EXERCISES TO COMPLETE |
a - List every show in which the Emily Afton biography says she had a role.
b - Return the stretch of the Emily Afton biography from "- Born: January" through "of Michael Finke.", copied word for word.

PAGE |

- Born: January 26, 1985 (age 40) United States
- Education: Emerson College (BFA)
- Occupation(s): Singer and actress
- Website: www.emilyafton.com

= Emily Afton =

American singer and actress (born 1985)

Emily Afton (born January 26, 1985) is an American singer and actress known for her roles in the Original Broadway Cast of Amélie, Broadway and National Tour casts of Hair, and National Tour of Priscilla, Queen of the Desert. In 2015, she played Pattie in the STAGES St. Louis production of Smokey Joe's Cafe. In 2017, she performed with the Broadway’s Future Songbook Series featuring the work of Michael Finke.

She performs as lead female vocalist for the bands Saved by the 90s and The Little Mermen.

(Outline labeling records)
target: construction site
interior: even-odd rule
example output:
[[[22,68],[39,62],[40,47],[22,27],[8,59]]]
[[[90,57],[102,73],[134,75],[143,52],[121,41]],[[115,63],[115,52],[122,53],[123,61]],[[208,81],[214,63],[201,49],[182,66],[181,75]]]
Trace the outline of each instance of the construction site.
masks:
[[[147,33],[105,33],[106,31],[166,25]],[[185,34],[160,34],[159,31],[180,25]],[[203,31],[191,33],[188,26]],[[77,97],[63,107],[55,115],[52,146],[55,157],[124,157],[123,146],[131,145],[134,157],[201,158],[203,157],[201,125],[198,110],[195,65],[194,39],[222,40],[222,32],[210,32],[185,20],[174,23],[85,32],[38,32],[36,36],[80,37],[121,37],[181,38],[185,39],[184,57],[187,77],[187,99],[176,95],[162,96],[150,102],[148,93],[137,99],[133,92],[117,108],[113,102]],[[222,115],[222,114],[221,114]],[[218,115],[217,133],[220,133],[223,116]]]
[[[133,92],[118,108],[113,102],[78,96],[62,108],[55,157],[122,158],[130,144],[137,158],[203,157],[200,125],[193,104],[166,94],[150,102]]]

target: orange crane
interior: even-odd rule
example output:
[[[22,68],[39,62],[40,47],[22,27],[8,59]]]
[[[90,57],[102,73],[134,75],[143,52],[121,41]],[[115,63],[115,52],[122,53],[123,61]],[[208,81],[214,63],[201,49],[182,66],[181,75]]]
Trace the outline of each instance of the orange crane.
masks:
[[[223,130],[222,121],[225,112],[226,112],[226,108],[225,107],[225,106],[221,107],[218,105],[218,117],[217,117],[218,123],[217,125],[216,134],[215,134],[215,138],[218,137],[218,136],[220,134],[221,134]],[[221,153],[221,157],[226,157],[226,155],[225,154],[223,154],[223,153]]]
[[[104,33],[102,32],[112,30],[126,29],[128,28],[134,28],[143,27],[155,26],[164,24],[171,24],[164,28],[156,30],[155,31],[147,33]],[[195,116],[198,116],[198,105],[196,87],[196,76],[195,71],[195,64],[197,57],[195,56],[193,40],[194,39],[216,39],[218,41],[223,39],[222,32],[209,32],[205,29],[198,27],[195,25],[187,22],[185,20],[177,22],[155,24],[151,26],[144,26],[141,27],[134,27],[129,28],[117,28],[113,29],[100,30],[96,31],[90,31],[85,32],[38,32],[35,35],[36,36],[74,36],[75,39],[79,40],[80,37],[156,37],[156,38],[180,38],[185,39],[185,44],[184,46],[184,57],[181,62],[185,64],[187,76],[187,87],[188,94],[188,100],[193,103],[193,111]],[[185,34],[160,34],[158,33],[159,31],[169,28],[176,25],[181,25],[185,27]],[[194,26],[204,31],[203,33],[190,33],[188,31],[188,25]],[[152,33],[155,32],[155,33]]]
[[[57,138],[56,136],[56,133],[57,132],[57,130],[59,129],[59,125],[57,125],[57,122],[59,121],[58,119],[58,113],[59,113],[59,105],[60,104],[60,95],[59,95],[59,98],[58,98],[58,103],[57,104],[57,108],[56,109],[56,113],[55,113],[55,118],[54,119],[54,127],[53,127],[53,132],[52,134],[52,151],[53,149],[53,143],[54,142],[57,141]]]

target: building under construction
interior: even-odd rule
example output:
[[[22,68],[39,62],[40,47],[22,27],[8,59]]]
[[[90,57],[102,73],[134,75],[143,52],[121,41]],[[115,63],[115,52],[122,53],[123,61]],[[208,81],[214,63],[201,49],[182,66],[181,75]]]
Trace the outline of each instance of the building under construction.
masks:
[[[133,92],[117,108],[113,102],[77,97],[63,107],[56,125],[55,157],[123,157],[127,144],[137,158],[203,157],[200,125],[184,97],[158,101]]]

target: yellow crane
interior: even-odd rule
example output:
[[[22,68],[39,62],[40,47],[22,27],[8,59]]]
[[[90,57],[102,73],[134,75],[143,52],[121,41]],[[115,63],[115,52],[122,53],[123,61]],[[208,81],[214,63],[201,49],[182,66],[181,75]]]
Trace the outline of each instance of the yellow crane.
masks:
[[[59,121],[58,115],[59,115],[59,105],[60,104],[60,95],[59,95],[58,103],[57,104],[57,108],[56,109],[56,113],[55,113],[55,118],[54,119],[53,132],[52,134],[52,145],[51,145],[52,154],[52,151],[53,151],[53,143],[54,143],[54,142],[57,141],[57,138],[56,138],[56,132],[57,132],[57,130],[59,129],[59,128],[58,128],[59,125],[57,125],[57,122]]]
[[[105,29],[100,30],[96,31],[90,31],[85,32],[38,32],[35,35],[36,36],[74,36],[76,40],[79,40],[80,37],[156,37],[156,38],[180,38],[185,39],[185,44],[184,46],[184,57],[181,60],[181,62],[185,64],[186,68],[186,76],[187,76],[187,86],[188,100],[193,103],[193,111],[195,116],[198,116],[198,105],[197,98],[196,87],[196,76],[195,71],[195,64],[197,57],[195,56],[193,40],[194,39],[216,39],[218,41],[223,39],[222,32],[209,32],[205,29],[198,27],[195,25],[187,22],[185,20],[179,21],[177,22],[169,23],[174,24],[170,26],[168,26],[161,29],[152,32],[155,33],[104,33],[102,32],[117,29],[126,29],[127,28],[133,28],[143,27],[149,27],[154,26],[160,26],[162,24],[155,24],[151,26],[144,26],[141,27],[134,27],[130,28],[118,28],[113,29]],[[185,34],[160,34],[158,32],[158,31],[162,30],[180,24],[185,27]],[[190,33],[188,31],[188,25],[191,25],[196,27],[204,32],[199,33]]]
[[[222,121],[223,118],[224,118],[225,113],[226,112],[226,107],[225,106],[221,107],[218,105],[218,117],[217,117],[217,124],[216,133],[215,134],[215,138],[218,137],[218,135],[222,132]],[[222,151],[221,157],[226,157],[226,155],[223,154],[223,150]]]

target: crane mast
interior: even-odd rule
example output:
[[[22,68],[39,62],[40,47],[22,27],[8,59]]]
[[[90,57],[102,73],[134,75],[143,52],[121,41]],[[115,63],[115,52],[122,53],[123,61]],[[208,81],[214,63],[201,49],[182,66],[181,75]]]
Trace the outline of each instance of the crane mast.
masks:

ANSWERS IN ORDER |
a -
- Amélie
- Hair
- Priscilla, Queen of the Desert
- Smokey Joe's Cafe

b -
- Born: January 26, 1985 (age 40) United States
- Education: Emerson College (BFA)
- Occupation(s): Singer and actress
- Website: www.emilyafton.com

= Emily Afton =

American singer and actress (born 1985)

Emily Afton (born January 26, 1985) is an American singer and actress known for her roles in the Original Broadway Cast of Amélie, Broadway and National Tour casts of Hair, and National Tour of Priscilla, Queen of the Desert. In 2015, she played Pattie in the STAGES St. Louis production of Smokey Joe's Cafe. In 2017, she performed with the Broadway’s Future Songbook Series featuring the work of Michael Finke.